Instructions for the task
Format the part of the rows that runs from the very first line through the line containing "0 339 1011 470" as a numbered list, leaving out any blank lines. Include only those lines.

[Start of Source records]

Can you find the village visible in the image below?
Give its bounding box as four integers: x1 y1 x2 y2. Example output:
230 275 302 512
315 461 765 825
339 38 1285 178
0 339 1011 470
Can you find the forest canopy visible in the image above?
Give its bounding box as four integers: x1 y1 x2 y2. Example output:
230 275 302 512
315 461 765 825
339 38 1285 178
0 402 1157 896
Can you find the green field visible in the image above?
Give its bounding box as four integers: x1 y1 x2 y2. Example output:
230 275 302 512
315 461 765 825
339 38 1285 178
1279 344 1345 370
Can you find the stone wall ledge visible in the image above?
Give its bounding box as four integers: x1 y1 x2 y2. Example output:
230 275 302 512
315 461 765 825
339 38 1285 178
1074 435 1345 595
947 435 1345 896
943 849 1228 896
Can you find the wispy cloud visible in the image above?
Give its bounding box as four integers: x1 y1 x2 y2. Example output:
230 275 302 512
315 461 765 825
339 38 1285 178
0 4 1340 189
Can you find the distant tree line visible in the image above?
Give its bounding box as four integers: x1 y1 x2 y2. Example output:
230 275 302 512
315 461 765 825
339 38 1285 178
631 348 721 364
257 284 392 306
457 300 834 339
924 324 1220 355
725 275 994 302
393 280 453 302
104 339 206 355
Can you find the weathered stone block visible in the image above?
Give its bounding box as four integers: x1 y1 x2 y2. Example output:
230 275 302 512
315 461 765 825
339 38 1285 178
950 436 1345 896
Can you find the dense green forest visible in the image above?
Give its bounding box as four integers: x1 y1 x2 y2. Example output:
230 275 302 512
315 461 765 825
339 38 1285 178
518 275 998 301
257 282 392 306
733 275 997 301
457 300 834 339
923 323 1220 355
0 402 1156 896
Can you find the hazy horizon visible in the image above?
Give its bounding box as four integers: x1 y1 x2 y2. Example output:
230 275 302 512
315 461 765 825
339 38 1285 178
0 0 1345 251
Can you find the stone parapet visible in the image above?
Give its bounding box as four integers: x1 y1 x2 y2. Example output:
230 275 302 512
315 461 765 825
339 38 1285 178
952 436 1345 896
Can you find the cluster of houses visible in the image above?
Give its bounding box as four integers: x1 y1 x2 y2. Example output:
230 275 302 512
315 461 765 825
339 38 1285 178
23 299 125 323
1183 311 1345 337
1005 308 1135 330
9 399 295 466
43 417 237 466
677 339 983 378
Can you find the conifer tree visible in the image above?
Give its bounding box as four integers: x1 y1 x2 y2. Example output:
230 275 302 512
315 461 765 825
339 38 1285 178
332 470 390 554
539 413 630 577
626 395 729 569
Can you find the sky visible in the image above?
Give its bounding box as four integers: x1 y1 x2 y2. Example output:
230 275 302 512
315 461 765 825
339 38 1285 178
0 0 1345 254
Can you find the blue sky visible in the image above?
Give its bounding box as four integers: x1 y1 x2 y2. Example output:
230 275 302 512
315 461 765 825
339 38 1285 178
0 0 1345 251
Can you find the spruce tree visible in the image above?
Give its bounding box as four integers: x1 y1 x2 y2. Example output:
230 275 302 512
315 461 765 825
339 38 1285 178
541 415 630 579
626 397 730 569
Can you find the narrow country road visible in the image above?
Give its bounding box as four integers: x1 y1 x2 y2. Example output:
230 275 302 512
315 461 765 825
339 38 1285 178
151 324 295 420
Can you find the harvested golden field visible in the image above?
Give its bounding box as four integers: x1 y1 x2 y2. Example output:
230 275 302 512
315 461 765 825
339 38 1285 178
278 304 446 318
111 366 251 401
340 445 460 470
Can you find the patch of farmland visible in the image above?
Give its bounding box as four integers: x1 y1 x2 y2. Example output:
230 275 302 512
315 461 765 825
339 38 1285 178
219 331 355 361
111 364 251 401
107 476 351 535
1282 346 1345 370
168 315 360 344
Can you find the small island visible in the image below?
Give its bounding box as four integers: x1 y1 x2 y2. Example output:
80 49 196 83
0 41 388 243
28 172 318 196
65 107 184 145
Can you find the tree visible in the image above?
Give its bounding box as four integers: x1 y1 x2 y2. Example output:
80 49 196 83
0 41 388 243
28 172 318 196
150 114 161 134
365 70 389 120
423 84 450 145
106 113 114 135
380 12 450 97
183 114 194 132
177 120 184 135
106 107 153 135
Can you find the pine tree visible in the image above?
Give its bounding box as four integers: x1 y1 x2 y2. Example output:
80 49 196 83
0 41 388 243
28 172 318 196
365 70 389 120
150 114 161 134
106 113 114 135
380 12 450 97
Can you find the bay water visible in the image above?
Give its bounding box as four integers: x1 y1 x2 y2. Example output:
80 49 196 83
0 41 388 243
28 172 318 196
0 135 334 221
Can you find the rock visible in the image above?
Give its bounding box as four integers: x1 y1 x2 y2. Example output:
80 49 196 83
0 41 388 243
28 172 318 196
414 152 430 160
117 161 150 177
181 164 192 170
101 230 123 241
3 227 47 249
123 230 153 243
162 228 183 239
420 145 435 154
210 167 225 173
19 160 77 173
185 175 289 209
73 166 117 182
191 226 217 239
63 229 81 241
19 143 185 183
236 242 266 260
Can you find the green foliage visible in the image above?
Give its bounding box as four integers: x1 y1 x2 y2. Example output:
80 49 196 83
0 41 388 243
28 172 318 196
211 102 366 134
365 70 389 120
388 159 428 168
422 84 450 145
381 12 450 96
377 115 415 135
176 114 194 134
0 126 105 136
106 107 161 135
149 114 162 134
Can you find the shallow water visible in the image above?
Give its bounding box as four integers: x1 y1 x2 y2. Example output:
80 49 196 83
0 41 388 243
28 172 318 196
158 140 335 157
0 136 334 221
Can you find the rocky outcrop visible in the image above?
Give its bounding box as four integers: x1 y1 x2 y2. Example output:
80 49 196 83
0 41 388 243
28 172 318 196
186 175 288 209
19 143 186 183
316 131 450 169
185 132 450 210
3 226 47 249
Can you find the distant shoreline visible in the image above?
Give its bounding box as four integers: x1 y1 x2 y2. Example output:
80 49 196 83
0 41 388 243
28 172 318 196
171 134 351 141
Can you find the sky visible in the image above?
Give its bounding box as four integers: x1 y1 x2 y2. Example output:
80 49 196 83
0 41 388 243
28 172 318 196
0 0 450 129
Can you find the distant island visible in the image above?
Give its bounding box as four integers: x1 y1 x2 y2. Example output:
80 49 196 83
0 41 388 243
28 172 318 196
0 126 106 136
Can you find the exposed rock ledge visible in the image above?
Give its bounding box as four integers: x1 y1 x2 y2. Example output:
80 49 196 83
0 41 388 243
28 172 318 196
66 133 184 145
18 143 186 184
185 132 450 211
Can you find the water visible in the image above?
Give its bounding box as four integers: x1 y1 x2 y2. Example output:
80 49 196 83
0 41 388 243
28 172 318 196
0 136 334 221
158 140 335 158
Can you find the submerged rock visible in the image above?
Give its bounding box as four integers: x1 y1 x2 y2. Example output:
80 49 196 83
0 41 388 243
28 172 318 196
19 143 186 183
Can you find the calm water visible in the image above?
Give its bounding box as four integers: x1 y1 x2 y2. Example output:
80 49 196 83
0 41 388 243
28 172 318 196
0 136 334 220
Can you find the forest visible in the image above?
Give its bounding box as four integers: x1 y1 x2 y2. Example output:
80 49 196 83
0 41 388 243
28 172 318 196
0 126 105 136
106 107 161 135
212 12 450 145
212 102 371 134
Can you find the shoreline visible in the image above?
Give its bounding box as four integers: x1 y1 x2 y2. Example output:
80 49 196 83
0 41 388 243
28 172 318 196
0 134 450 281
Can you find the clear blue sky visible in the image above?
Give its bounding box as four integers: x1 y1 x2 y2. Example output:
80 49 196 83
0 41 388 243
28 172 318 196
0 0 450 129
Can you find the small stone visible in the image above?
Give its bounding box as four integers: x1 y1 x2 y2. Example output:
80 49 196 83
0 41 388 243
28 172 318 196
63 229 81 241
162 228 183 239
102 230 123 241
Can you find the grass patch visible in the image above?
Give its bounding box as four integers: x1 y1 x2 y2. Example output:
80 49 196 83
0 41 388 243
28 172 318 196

[End of Source records]

Output of the task
1. Can you find the village visible in the image below?
2. Give its bounding box as four integers: x1 y1 x2 y2. Example output:
3. 230 275 302 512
4. 315 461 765 825
5. 339 38 1285 178
6. 0 339 1011 470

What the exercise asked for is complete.